• _LIST OF TASKS_
a - In the passage on government money and grant scams, how are stimulus checks given out?
b - Repeat the part of the passage on government money and grant scams from "On occasion, when" to "and Federal level.", word for word.
c - Go on with the passage on government money and grant scams, beginning after its final sentence.

• _PASSAGE FOR REVIEW_
[Start of Attachment]
On occasion, when the nation is in an economic slump, the government will give out stimulus checks, as seen during the COVID-19 pandemic in 2020. However, these are done through an act of Congress and not through online grant applications.
You are also able to receive loans from the United States government, but these have to be paid back, typically with interest. These are also typically facilitated through large systems, such as the FAFSA.
Retirement benefits, temporary relief for families in crisis or suffering, medical bill aid, and prescription drug costs, among many other things, can be handled through different supporting programs offered at the State and Federal level.
Someone Told Me I “Won” Free Grant Money
Unless you have applied for a grant, it is not likely that you have won free grant money. The United States Federal Trade Commission has many steps and indicators that they provide to the public in order to allow them to stay safe.
Online, what you will often see is a statement saying that you have won something, or that you performed an action on time and therefore qualify for a grant. Phone calls claiming they’re from a government agency are often a culprit as well. Even if an agency sounds official, it is better to not give information such as social security numbers, bank account numbers, or routing numbers over the phone.
There is no situation in which a government entity will give you money without regulation. Whether it’s through the Internal Revenue Service, unemployment, or through programs or benefits, there will be an official entity in place that you can verify and move forward with.
[End of Attachment]
(Stored dataset items)
[Start of Attachment]
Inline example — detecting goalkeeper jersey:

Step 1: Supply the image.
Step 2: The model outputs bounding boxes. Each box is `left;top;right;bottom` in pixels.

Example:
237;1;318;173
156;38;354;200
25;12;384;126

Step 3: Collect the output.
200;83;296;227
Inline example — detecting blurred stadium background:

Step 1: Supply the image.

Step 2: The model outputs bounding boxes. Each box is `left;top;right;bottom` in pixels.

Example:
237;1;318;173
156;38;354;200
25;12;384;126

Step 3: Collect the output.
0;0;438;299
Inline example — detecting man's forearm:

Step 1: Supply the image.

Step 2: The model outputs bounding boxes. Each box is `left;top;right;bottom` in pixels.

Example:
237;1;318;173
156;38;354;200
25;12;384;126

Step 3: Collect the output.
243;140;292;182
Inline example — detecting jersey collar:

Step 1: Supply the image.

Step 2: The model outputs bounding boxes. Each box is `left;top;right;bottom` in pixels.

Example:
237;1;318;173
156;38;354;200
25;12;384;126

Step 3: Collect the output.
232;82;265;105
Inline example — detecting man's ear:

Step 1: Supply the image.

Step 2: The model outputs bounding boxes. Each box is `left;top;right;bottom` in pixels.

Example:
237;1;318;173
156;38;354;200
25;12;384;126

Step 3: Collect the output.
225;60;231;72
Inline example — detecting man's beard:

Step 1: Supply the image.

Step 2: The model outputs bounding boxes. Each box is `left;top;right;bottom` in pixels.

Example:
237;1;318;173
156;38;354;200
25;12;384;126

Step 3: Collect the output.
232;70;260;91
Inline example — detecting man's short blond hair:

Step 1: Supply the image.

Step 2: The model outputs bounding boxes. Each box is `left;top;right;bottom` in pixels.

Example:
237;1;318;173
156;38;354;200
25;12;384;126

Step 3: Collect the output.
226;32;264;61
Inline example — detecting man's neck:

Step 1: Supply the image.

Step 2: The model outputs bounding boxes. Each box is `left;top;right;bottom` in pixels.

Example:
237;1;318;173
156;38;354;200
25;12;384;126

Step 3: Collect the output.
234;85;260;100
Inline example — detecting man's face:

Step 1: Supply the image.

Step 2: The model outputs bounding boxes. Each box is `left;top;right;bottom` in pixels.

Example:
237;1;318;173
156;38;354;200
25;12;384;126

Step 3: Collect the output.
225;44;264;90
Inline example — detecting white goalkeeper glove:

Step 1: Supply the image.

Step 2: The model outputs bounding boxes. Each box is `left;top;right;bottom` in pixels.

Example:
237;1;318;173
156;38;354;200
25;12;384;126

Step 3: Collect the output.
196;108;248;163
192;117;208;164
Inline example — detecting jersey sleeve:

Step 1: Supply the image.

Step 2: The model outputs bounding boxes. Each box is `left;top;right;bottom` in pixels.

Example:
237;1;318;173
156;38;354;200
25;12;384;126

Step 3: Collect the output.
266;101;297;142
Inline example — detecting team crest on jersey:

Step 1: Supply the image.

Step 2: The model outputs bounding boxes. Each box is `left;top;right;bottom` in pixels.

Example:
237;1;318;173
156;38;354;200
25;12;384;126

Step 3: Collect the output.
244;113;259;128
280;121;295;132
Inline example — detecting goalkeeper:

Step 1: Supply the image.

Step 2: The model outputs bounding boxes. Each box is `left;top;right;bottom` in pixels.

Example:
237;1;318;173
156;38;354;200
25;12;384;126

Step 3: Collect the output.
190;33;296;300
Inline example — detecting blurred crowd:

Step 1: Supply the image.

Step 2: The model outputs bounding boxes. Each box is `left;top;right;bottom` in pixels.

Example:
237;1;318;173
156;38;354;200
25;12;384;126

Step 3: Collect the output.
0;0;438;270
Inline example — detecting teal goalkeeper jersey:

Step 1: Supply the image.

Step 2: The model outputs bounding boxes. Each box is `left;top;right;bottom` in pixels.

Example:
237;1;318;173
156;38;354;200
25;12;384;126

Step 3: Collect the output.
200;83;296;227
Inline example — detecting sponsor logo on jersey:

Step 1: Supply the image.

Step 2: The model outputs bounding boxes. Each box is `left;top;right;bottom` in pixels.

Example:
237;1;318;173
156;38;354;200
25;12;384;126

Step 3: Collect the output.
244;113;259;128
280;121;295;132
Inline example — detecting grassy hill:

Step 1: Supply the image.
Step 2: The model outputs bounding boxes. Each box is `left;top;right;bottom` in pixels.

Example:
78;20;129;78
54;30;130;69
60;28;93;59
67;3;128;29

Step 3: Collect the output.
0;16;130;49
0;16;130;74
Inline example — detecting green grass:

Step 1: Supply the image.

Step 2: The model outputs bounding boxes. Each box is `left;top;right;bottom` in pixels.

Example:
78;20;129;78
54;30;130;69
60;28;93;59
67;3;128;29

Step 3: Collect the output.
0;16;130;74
[End of Attachment]
• _REPLIES_
a - Through an act of Congress, not through online grant applications.

b -
On occasion, when the nation is in an economic slump, the government will give out stimulus checks, as seen during the COVID-19 pandemic in 2020. However, these are done through an act of Congress and not through online grant applications.
You are also able to receive loans from the United States government, but these have to be paid back, typically with interest. These are also typically facilitated through large systems, such as the FAFSA.
Retirement benefits, temporary relief for families in crisis or suffering, medical bill aid, and prescription drug costs, among many other things, can be handled through different supporting programs offered at the State and Federal level.

c -
If someone has contacted you with a scam, the best thing to do is to refuse to give them personal information and instead report it. If you have given your money to a scam artist, be sure to contact the Federal Trade Commission directly so that they may attempt to rectify the situation.
Always verify the government agency that states they’re calling you. No government entity is going to attempt to take a processing fee from you, either. When an agency asks for any personal information from you that could be considered sensitive, a legitimate government agency will understand if you are tentative in this respect.
Due to technology, not all calls are legitimately from the number they can arrive from. Applications through the phone or through the internet can change the number you receive a call from. A good rule of thumb is that a legitimate government entity is not going to ask you about your banking information or personal information over the phone, and will do so typically only through legitimate contracting services.
If you believe that you may have been the victim of a grant scam, you are invited to call toll-free at 1-877-FTC-HELP (1-877-382-4357); TTY: 1-866-653-4261. They state on their website that “The FTC enters Internet, telemarketing, identity theft, and other fraud-related complaints into Consumer Sentinel, a secure online database available to hundreds of civil and criminal law enforcement agencies in the U.S. and abroad.”
So… I Didn’t Get Free Government Money?
No, there wasn’t any free government money. If you avoided a grant scam, what you got to keep was your own identity or your own money. By making yourself aware of potential scams, you can take care to protect yourself and others in your life.
Reporting scams is an important part of lifting misinformation, so if you have been a victim of scams in the past, there is no shame in reaching out for help. These types of scams can be federal offenses, so if you have fallen victim to these scams, you may be eligible for some forms of repayment through Victims of Crime Services. This is a legitimate entity created by and supported by states’ legal systems in order to right the wrongs that can occur.